▶ _Work required_
Each line starting at the one that contains "x=120, y=242" and ending at the one that contains "x=361, y=105" must be returned exactly, and the rest of the listing is left out.

▶ _Given records_
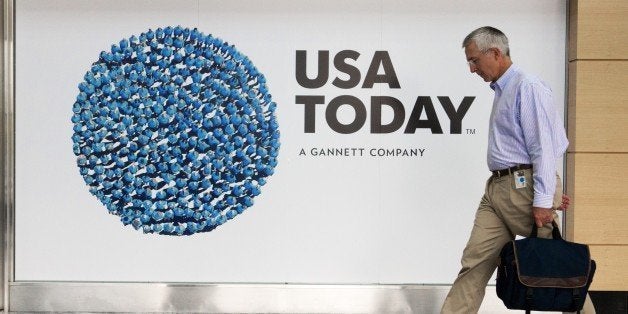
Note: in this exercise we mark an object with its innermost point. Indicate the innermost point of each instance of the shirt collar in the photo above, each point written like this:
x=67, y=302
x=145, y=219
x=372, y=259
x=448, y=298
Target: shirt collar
x=505, y=78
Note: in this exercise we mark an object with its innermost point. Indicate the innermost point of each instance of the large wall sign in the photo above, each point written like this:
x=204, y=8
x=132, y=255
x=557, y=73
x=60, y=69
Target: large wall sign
x=276, y=141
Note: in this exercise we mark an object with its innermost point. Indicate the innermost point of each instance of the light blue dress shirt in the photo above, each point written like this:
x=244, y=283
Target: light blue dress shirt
x=525, y=129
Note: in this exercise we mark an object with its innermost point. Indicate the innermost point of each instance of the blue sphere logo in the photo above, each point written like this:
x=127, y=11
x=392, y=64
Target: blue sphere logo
x=175, y=131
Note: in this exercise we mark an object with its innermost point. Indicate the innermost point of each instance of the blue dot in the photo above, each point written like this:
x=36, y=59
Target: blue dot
x=174, y=131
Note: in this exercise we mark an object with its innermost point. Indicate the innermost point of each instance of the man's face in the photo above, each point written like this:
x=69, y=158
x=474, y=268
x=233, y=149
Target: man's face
x=481, y=63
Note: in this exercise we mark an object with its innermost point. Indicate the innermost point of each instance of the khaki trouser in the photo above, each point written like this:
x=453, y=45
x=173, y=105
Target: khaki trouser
x=504, y=212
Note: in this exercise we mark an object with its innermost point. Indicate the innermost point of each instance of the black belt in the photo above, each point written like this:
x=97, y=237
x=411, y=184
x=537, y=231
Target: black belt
x=503, y=172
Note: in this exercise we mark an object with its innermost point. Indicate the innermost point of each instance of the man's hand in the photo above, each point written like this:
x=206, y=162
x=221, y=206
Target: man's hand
x=542, y=216
x=565, y=204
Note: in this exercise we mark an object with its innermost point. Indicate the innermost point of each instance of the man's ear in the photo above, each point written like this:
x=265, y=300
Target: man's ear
x=496, y=53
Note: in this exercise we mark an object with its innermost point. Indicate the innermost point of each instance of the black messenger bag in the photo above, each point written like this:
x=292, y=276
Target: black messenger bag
x=544, y=274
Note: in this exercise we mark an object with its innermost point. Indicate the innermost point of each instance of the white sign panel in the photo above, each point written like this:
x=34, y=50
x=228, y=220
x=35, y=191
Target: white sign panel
x=367, y=137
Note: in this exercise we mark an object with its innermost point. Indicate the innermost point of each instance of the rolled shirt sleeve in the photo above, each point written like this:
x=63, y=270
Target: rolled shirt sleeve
x=544, y=137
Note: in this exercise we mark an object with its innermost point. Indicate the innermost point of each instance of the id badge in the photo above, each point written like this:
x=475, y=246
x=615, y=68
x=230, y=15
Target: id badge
x=520, y=180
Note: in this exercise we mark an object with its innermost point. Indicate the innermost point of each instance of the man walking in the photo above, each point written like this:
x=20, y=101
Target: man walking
x=525, y=138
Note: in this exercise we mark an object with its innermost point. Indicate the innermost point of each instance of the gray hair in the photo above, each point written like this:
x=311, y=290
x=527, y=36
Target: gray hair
x=488, y=37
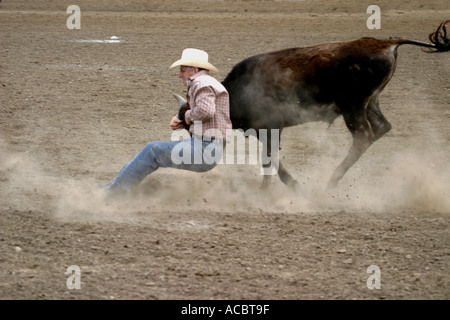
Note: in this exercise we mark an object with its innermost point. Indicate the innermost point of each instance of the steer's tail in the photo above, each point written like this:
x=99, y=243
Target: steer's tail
x=439, y=40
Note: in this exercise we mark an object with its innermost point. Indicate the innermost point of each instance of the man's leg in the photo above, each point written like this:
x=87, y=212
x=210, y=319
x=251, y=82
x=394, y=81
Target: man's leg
x=159, y=154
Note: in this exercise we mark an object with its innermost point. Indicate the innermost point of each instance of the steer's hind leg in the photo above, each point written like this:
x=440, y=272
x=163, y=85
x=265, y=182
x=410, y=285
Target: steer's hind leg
x=358, y=124
x=274, y=163
x=378, y=122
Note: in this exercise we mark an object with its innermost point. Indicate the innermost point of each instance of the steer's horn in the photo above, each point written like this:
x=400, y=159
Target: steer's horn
x=180, y=99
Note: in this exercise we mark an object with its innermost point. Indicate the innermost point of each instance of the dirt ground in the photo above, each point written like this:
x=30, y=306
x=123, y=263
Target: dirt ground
x=74, y=111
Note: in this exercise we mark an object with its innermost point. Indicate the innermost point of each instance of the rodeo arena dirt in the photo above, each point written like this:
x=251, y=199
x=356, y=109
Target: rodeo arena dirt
x=78, y=102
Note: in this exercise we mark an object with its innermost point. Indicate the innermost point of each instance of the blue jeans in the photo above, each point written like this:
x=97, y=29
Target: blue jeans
x=191, y=154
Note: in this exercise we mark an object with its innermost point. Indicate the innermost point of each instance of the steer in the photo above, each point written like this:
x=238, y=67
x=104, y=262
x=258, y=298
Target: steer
x=285, y=88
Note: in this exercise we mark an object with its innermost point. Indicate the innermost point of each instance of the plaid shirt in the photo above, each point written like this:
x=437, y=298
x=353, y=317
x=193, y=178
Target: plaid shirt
x=210, y=106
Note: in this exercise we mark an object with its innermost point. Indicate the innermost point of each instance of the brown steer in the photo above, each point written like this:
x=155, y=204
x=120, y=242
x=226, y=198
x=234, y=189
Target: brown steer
x=318, y=83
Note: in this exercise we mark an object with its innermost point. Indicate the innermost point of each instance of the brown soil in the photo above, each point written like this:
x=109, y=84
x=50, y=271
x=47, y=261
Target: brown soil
x=73, y=113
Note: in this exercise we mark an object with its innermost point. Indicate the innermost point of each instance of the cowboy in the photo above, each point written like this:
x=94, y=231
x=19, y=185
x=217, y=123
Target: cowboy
x=208, y=121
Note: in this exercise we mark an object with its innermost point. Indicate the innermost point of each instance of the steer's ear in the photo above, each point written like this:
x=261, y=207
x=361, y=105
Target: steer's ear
x=180, y=99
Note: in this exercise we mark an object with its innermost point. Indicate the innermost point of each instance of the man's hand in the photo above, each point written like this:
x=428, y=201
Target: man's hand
x=176, y=123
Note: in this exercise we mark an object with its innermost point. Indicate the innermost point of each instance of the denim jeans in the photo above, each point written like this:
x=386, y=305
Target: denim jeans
x=191, y=154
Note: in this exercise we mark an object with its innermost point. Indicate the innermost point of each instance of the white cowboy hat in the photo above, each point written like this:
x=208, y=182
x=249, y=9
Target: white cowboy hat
x=194, y=58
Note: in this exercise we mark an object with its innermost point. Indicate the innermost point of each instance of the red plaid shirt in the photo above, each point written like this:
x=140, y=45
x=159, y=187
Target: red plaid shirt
x=210, y=106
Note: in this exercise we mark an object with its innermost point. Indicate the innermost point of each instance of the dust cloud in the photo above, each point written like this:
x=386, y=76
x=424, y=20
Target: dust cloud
x=407, y=182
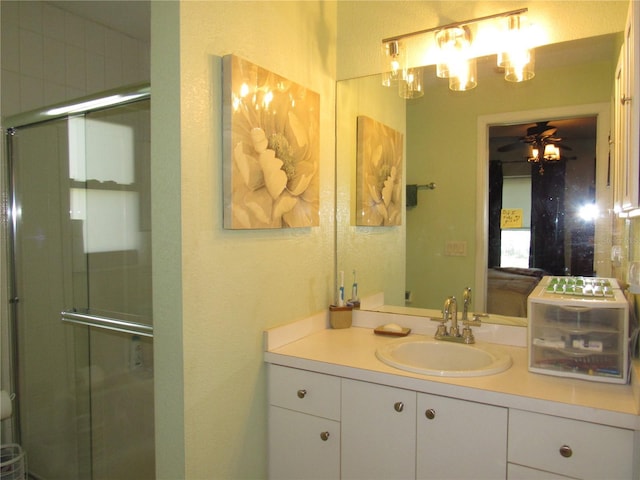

▶ _Solution_
x=120, y=242
x=226, y=198
x=234, y=189
Target: brown steer
x=318, y=83
Note: in this exercise we mark an object with its innermost point. Indicate the innermost point of each instance of the brown soil in the photo above, each point written like this:
x=109, y=84
x=50, y=271
x=47, y=261
Target: brown soil
x=73, y=113
Note: in this exercise we mark an object with its innermost point. Indicate the innermost point of each instance of the cowboy in the photo above, each point written like this:
x=94, y=231
x=19, y=185
x=217, y=123
Target: cowboy
x=208, y=121
Note: in this exercise we mark an object with its innermost point. Indicate the innermost point of each instance of the steer's ear in the photo above, each point written like this:
x=261, y=207
x=361, y=105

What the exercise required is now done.